Available data Block Start

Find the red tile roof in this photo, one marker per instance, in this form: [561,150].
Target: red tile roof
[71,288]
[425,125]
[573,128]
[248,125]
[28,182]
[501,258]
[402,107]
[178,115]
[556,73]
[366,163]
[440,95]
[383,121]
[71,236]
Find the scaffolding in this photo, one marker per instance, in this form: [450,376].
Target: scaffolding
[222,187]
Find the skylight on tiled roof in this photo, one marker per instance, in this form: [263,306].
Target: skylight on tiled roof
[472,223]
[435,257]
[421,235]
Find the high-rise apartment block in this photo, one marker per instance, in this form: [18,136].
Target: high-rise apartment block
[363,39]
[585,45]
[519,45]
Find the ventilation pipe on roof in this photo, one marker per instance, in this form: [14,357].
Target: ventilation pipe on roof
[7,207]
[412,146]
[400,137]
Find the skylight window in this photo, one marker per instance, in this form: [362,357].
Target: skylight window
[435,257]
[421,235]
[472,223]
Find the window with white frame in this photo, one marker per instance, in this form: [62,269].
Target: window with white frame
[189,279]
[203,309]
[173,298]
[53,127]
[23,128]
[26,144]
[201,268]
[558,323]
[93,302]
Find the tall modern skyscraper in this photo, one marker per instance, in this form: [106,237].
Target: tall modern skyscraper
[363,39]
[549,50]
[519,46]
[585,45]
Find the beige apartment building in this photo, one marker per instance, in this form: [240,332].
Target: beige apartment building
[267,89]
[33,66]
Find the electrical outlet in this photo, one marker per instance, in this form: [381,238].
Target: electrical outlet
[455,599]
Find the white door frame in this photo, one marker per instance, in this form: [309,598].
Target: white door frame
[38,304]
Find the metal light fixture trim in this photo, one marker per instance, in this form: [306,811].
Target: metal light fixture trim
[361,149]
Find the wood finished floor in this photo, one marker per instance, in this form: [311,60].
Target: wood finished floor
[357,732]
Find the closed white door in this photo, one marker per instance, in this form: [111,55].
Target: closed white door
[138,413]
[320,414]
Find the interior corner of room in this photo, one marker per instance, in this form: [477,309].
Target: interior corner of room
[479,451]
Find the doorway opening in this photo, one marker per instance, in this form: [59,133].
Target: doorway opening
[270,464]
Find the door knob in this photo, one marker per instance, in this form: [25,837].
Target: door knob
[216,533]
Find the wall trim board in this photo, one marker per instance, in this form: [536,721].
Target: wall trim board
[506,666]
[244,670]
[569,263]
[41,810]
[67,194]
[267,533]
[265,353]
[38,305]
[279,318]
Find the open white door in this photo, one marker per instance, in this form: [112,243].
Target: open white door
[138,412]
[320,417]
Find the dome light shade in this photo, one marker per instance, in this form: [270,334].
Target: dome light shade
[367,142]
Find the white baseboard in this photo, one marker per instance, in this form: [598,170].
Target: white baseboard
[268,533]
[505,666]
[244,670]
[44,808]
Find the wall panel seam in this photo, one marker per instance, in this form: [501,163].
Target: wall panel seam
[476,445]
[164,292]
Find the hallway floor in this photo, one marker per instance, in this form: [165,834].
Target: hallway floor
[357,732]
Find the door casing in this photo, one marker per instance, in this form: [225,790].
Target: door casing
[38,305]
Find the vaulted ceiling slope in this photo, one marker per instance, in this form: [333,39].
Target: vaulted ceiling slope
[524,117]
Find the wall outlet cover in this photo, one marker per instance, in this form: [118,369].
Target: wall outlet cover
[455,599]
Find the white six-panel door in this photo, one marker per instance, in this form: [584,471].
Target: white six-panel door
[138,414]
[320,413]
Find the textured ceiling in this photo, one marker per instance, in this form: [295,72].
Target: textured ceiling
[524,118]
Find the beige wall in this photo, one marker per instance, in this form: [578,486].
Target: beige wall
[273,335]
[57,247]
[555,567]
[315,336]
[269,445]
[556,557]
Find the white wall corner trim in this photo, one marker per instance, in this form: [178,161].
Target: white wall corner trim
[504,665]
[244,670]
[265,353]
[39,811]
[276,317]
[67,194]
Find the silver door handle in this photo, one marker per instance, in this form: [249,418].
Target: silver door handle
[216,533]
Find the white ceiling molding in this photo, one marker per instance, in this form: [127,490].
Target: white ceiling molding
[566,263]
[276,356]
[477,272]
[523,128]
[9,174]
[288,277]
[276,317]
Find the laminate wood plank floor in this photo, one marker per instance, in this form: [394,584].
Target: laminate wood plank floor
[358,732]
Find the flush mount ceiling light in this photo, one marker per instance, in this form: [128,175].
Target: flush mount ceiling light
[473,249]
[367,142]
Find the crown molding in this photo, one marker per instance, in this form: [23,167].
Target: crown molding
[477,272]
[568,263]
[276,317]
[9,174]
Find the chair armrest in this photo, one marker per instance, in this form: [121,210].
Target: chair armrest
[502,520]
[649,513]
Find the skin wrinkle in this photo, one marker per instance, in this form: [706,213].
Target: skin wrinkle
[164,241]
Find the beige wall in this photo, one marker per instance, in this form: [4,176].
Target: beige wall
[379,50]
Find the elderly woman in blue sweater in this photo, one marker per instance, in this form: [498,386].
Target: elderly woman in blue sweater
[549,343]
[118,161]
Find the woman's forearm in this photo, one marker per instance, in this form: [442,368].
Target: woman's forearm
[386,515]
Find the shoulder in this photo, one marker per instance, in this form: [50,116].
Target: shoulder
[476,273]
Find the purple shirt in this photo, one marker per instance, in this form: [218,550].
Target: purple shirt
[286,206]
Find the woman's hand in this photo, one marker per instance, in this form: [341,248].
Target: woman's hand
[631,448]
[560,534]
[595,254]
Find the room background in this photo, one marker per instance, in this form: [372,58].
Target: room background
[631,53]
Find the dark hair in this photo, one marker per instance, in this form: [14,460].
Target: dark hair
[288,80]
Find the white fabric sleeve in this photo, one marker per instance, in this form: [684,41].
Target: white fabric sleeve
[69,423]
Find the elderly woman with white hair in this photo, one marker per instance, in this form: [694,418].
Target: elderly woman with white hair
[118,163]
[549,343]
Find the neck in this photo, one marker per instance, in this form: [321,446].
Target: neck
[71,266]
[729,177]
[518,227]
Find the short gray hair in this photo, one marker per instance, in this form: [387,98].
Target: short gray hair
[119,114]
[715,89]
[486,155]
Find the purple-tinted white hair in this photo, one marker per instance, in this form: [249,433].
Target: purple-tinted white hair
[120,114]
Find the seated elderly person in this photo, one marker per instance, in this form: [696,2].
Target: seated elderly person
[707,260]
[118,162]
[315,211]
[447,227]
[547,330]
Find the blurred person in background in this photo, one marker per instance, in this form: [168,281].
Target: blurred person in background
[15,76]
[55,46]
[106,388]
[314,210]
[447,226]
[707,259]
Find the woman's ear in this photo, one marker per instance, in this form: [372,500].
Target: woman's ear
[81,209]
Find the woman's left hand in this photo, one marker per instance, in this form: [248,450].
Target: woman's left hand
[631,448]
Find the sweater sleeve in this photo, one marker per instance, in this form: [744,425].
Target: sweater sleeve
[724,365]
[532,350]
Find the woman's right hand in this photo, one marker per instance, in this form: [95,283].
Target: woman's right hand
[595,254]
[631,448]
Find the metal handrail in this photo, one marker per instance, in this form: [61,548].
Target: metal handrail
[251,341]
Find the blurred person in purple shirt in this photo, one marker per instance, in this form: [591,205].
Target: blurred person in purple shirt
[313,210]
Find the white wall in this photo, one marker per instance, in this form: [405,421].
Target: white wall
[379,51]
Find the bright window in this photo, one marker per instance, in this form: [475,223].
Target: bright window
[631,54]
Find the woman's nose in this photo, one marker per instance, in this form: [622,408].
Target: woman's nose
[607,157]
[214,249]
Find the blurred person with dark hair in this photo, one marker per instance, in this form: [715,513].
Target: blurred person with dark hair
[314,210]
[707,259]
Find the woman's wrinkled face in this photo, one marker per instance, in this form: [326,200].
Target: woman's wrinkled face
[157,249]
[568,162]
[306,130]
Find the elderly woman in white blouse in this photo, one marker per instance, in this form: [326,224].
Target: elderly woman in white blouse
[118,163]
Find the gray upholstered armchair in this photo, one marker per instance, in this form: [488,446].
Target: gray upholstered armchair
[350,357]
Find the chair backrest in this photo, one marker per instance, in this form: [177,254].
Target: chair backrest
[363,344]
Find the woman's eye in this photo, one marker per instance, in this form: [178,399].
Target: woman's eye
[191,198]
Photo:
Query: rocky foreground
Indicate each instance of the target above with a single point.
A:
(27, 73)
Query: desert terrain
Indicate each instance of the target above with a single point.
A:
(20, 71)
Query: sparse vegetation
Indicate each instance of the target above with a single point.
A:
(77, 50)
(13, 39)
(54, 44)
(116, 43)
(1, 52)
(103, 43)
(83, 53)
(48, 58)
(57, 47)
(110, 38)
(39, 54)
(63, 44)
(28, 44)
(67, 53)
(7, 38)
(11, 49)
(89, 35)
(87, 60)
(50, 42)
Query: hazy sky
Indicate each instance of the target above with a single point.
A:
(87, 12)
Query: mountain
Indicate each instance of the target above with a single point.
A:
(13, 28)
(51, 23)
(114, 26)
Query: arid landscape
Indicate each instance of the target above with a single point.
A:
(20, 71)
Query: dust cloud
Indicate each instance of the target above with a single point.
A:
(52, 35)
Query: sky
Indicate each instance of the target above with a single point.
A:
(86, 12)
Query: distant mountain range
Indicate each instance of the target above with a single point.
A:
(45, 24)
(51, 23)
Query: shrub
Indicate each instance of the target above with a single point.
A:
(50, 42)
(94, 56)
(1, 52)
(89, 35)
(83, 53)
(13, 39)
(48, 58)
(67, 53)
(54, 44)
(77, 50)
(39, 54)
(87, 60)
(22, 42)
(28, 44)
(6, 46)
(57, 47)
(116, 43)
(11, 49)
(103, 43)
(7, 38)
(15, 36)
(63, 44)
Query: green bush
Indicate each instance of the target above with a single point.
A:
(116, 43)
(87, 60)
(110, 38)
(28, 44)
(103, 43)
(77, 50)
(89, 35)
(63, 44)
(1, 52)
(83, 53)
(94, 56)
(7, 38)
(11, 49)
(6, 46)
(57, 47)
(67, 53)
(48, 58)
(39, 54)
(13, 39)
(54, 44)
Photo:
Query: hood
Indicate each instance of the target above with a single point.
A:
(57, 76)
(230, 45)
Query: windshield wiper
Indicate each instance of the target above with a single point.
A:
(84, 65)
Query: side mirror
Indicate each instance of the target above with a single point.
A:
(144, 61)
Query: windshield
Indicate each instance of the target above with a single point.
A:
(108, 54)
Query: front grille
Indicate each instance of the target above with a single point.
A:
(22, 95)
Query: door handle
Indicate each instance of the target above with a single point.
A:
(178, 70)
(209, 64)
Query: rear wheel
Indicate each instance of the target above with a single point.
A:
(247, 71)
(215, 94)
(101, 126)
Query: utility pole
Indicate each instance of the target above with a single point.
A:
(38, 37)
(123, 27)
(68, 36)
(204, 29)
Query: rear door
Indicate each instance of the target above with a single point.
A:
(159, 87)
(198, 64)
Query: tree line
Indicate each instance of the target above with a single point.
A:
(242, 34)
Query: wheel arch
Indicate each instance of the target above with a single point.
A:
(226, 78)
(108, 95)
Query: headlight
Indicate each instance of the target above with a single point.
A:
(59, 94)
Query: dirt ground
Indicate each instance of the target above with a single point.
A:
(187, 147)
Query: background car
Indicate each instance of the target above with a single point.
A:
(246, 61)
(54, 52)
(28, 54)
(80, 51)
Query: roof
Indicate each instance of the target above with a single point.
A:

Available data Block End

Across all lines above, count those with the string "windshield". Only the number is wanted.

2